▶ [Exercise instructions] Render the lines from the one containing "[mask] **shallow water** -> every instance" through the end of the items, inclusive, as a Markdown table with the columns Row and Line, leaving out blank lines.

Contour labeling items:
========================

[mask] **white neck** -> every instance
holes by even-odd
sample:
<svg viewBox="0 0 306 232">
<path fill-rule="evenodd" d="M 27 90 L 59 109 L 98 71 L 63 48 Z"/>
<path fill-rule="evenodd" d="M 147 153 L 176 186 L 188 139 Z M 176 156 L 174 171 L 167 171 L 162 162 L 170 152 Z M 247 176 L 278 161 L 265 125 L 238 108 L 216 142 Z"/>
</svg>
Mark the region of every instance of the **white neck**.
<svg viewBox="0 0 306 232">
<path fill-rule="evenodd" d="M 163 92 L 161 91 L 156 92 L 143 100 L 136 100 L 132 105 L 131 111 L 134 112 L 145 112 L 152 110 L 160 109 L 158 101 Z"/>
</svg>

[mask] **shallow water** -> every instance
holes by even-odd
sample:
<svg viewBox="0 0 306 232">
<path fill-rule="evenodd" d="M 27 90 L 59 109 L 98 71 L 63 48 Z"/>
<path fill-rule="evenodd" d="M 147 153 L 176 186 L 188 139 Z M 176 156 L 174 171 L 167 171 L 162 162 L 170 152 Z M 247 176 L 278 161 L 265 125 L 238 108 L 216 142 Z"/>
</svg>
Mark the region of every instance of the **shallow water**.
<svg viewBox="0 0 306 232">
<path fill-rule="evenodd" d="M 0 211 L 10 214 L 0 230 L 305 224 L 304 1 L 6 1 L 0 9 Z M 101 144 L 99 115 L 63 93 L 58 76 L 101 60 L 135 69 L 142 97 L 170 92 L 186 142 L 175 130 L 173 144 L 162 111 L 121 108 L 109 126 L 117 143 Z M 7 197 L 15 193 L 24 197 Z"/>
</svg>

========================

▶ [Worked answer]
| Row | Line |
|---|---|
| 1 | [mask] **shallow water** -> every instance |
| 2 | holes by even-odd |
| 3 | sample: |
| 4 | <svg viewBox="0 0 306 232"> |
| 5 | <path fill-rule="evenodd" d="M 27 90 L 59 109 L 98 71 L 63 48 Z"/> |
| 6 | <path fill-rule="evenodd" d="M 147 153 L 176 186 L 188 139 Z M 176 156 L 174 171 L 167 171 L 162 162 L 170 152 Z M 247 176 L 278 161 L 265 125 L 238 108 L 216 142 Z"/> |
| 7 | </svg> |
| 8 | Mark the region of every instance of the **shallow water**. |
| 9 | <svg viewBox="0 0 306 232"> |
| 10 | <path fill-rule="evenodd" d="M 0 211 L 10 214 L 0 230 L 305 224 L 304 1 L 6 1 L 0 9 Z M 101 144 L 99 115 L 63 93 L 58 76 L 101 60 L 135 69 L 142 97 L 170 92 L 186 142 L 175 130 L 173 144 L 162 111 L 121 108 L 109 126 L 117 143 Z M 7 197 L 15 193 L 24 197 Z"/> |
| 11 | </svg> |